## [Consignes]
(a) D'après l'entretien sur la réforme hospitalière, combien le gouvernement économise-t-il sur les soins de santé ?
(b) Reproduisez fidèlement tout le passage de l'entretien sur la réforme hospitalière, depuis « Absolument pas. Je » jusqu'à « fermer en Wallonie. ».

## [Texte fourni]
À la tribune de la Chambre, vous avez déclaré que la poursuite de la réforme du paysage hospitalier pourrait entraîner la fermeture de la moitié des hôpitaux wallons. Cette analyse est contestée par le ministre de la Santé, Frank Vandenbroucke (Vooruit), mais aussi par l’Unessa, un représentant du secteur. Vous vous êtes planté ?
Absolument pas. Je ne retire pas un mot de ce que j’ai dit. Si on économise plus ou moins 1 milliard d’euros sur les soins de santé, comme le fait le gouvernement, il n’y a pas de secret, les patients et les soignants vont le payer, et il y aura une rationalisation du paysage hospitalier, avec des fermetures de services, voire des fermetures d’hôpitaux. Frank Vandenbroucke disait dans La Libre : « La proximité des soins hospitaliers là où c’est possible, la concentration là où c’est nécessaire ». Il ne faut pas être grand clerc pour savoir ce que cela veut dire.
Ça n’implique pas qu’un hôpital sur deux va fermer en Wallonie.

## [Données collectées]

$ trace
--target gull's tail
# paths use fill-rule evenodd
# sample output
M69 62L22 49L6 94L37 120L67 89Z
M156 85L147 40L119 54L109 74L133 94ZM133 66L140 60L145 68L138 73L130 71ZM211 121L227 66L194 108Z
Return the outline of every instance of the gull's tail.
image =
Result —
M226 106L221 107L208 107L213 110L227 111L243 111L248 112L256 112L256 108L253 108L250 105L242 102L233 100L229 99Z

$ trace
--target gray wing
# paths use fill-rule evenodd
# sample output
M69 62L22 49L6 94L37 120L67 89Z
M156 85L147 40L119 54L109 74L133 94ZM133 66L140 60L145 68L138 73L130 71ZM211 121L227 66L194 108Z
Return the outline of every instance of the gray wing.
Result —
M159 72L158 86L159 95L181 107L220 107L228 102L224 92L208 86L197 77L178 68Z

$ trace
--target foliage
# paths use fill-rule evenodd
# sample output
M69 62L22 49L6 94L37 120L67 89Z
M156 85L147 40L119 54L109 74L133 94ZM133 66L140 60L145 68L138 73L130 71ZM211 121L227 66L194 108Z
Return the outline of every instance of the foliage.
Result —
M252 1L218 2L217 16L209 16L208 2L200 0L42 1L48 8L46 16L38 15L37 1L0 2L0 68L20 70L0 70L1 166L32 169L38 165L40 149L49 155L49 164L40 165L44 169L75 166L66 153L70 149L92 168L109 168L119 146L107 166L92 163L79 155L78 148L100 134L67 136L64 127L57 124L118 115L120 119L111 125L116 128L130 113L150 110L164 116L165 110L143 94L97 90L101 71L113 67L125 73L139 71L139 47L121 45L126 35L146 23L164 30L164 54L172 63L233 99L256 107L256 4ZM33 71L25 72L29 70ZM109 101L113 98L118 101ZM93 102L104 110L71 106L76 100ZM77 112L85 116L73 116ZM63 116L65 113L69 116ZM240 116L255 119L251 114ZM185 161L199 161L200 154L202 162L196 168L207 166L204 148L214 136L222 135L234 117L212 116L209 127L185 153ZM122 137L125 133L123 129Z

## [Réponses par tâche]
(a) Plus ou moins 1 milliard d'euros.

(b)
Absolument pas. Je ne retire pas un mot de ce que j’ai dit. Si on économise plus ou moins 1 milliard d’euros sur les soins de santé, comme le fait le gouvernement, il n’y a pas de secret, les patients et les soignants vont le payer, et il y aura une rationalisation du paysage hospitalier, avec des fermetures de services, voire des fermetures d’hôpitaux. Frank Vandenbroucke disait dans La Libre : « La proximité des soins hospitaliers là où c’est possible, la concentration là où c’est nécessaire ». Il ne faut pas être grand clerc pour savoir ce que cela veut dire.
Ça n’implique pas qu’un hôpital sur deux va fermer en Wallonie.